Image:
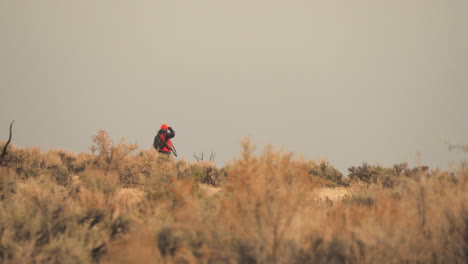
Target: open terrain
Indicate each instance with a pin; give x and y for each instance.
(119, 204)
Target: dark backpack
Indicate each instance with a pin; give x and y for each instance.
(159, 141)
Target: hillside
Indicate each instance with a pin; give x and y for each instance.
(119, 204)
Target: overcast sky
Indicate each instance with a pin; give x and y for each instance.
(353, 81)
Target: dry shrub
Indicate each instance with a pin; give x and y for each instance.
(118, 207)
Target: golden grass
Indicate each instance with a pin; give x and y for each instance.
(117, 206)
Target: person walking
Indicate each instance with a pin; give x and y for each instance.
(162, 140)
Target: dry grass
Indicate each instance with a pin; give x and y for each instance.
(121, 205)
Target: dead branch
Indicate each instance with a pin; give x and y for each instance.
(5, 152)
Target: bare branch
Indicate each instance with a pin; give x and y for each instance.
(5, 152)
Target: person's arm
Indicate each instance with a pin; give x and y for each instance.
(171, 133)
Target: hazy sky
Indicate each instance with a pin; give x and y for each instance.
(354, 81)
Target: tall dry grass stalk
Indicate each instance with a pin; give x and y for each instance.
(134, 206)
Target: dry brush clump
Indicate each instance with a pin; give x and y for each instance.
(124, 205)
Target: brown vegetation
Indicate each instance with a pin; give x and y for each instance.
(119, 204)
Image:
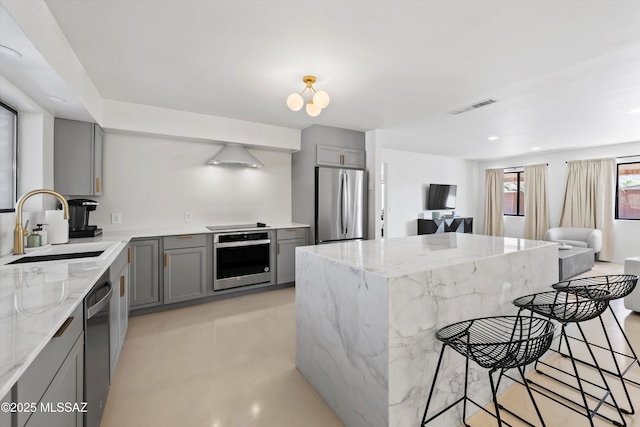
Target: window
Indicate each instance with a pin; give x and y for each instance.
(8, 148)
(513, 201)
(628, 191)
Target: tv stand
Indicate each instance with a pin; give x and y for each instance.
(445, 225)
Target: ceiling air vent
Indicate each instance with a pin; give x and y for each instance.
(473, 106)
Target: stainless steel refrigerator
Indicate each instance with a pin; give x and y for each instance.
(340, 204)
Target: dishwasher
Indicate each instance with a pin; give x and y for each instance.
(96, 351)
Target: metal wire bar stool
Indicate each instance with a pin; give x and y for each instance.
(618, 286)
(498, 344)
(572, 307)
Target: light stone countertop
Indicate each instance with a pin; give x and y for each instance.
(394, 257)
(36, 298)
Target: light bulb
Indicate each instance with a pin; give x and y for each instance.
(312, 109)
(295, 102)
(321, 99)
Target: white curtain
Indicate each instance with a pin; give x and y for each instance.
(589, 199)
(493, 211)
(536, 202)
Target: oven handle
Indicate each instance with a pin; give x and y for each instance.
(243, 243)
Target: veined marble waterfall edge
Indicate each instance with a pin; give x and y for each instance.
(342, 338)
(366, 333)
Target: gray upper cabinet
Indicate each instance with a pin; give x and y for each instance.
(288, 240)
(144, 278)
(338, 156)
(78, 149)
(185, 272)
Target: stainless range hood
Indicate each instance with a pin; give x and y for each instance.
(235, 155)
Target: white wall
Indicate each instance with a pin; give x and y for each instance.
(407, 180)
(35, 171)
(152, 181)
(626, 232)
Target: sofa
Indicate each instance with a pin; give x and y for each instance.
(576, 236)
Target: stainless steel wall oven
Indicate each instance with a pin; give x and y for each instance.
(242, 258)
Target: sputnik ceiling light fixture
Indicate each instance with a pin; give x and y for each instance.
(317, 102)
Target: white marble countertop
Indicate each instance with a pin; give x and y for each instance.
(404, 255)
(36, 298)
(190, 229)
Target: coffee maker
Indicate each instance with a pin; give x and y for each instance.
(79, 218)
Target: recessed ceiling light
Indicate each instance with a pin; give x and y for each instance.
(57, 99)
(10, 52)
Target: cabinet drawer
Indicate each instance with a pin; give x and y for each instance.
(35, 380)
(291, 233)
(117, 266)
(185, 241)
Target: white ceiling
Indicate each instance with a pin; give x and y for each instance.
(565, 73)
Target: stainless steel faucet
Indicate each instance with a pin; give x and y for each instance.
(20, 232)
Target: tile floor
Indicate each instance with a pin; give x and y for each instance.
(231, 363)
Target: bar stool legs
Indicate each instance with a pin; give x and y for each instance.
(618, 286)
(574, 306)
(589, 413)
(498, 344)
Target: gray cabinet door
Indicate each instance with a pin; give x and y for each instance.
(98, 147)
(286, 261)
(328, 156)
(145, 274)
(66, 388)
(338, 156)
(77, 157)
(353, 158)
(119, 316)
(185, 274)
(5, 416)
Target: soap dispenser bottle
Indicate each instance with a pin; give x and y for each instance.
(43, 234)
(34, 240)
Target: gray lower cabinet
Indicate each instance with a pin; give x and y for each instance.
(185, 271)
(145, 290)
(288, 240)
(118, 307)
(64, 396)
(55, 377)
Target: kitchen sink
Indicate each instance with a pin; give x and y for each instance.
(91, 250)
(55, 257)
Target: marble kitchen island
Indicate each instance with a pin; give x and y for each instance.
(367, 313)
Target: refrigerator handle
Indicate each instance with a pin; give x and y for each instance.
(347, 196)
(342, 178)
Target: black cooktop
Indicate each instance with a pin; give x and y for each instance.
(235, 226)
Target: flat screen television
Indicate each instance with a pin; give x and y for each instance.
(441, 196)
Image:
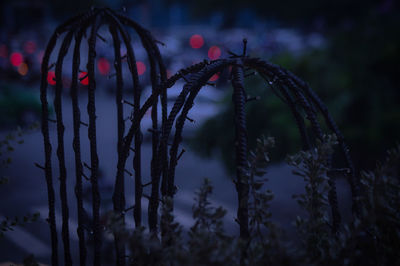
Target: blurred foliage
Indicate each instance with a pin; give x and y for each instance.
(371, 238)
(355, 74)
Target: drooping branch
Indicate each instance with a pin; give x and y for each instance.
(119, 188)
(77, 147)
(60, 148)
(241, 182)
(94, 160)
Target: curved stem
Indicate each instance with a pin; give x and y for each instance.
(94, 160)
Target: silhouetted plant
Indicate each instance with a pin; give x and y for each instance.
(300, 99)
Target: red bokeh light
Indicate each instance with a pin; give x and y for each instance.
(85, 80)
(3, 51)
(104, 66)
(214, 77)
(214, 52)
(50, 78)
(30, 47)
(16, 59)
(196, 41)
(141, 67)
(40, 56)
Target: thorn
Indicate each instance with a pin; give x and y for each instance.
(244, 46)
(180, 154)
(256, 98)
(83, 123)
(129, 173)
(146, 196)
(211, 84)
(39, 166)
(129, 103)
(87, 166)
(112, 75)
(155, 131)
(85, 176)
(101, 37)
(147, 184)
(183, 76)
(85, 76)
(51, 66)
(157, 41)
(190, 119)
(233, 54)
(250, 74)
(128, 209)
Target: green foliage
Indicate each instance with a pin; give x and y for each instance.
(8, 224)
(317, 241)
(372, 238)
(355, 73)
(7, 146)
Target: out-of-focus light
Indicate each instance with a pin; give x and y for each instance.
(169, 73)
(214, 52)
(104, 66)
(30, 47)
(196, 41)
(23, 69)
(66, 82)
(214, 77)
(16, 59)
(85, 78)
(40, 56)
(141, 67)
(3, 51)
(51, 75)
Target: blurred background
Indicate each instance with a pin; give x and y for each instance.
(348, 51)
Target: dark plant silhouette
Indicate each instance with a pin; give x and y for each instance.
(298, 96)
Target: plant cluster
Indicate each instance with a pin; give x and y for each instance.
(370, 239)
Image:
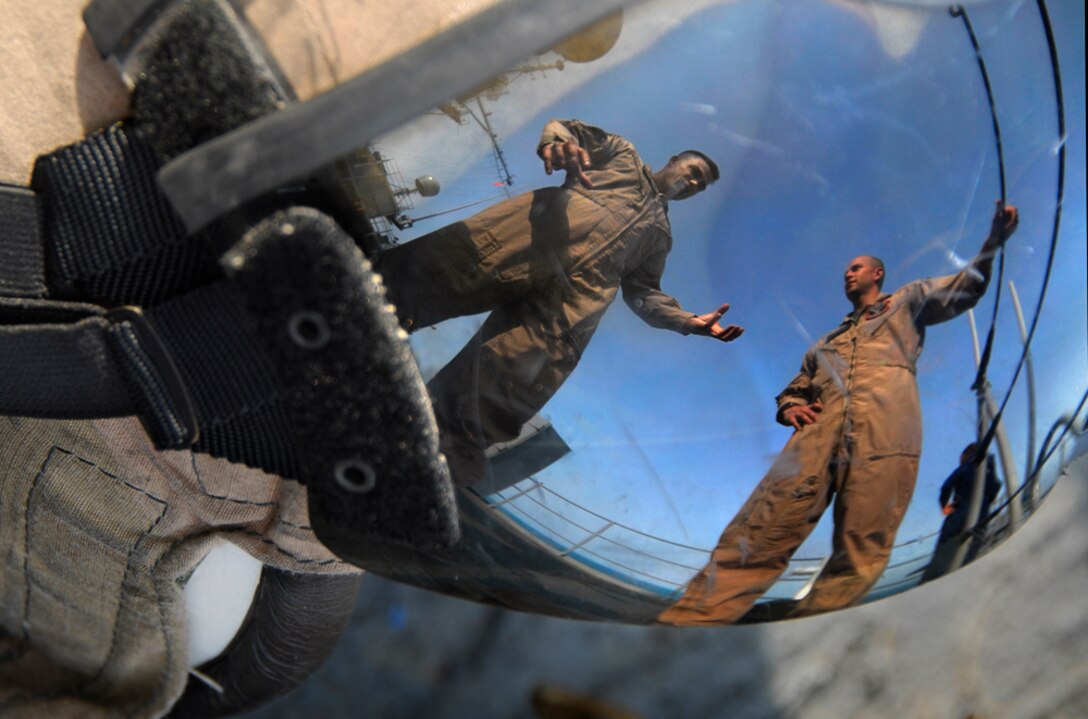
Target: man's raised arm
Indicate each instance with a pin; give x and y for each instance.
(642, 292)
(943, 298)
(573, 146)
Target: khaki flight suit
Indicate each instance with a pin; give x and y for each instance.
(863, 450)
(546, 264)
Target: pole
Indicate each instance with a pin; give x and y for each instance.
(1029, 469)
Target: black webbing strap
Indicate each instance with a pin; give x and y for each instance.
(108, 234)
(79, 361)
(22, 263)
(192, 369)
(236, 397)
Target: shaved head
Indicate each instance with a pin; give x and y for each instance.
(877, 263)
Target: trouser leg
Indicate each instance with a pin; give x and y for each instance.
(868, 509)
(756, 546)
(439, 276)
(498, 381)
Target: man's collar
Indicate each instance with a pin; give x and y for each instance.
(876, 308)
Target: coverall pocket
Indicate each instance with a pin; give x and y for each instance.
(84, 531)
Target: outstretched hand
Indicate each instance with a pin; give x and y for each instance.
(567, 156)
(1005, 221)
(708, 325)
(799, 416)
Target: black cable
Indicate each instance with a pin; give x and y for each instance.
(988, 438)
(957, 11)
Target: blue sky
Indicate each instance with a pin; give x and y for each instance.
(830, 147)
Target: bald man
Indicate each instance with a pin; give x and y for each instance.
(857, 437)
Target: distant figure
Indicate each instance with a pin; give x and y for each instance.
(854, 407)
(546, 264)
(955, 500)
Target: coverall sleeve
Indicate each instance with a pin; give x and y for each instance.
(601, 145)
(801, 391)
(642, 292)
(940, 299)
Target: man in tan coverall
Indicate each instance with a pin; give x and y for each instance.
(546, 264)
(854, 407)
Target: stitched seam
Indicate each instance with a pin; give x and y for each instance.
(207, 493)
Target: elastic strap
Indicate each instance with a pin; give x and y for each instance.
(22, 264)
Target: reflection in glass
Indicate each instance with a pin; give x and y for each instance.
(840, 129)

==

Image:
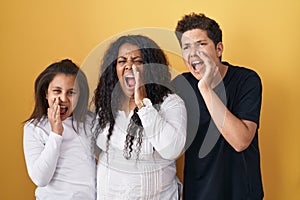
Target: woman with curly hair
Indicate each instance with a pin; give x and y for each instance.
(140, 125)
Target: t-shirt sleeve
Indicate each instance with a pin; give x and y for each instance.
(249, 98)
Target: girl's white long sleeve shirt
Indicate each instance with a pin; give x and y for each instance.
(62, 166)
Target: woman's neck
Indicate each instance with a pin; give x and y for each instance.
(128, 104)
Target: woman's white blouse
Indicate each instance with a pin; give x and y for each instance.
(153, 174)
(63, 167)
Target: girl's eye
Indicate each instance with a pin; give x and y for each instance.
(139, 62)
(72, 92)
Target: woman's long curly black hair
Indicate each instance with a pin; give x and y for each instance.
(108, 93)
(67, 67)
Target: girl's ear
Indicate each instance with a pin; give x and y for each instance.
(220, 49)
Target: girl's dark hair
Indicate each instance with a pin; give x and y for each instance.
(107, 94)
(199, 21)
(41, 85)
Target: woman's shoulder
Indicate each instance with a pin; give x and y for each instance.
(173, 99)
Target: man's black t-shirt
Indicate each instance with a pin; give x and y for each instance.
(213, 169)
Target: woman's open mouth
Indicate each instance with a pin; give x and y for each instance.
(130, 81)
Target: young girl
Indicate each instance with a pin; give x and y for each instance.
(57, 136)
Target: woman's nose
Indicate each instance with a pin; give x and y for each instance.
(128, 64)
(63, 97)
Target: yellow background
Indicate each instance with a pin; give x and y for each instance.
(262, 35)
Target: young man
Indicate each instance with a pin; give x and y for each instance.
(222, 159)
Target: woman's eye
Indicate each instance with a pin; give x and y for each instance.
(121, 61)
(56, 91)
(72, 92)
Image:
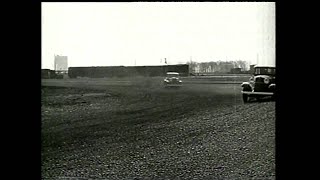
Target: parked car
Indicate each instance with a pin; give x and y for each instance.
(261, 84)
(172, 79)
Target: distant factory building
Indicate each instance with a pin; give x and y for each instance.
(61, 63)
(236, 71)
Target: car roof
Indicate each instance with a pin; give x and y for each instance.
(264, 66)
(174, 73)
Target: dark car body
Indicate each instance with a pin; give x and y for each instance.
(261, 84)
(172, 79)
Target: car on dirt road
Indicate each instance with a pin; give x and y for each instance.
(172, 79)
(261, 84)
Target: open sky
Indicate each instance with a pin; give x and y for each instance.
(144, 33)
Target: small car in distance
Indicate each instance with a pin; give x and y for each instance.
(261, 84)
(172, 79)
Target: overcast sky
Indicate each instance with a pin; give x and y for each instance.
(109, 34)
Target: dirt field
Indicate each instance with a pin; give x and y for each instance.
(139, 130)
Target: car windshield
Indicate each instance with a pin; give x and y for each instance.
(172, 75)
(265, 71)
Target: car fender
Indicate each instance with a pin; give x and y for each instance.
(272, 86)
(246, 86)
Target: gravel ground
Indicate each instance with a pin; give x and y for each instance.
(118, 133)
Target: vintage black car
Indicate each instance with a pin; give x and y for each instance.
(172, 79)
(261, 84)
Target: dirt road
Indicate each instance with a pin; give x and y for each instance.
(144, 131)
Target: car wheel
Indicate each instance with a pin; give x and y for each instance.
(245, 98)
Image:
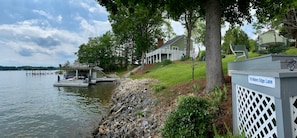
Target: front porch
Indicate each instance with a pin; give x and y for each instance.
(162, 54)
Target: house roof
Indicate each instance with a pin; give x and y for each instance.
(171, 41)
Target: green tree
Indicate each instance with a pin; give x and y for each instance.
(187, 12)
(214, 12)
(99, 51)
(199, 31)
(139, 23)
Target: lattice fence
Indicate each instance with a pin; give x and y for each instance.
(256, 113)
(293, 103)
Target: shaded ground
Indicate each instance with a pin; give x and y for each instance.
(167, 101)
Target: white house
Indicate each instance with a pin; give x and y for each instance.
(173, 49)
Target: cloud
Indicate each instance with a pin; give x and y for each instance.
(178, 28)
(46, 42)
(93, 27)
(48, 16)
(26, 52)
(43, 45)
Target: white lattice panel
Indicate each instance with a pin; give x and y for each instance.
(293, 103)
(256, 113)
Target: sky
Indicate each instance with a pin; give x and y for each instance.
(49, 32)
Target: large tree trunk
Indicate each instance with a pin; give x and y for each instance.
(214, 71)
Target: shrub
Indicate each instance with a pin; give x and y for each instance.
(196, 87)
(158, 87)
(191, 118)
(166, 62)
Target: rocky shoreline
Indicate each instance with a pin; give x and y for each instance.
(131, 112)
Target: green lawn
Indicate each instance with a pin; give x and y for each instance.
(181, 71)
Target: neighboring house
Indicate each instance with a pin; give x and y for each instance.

GOAL ▸
Please count the lines in the entries above that contain the string "dirt", treating uppercase and lowercase as different, and give only the number.

TASK RESULT ▸
3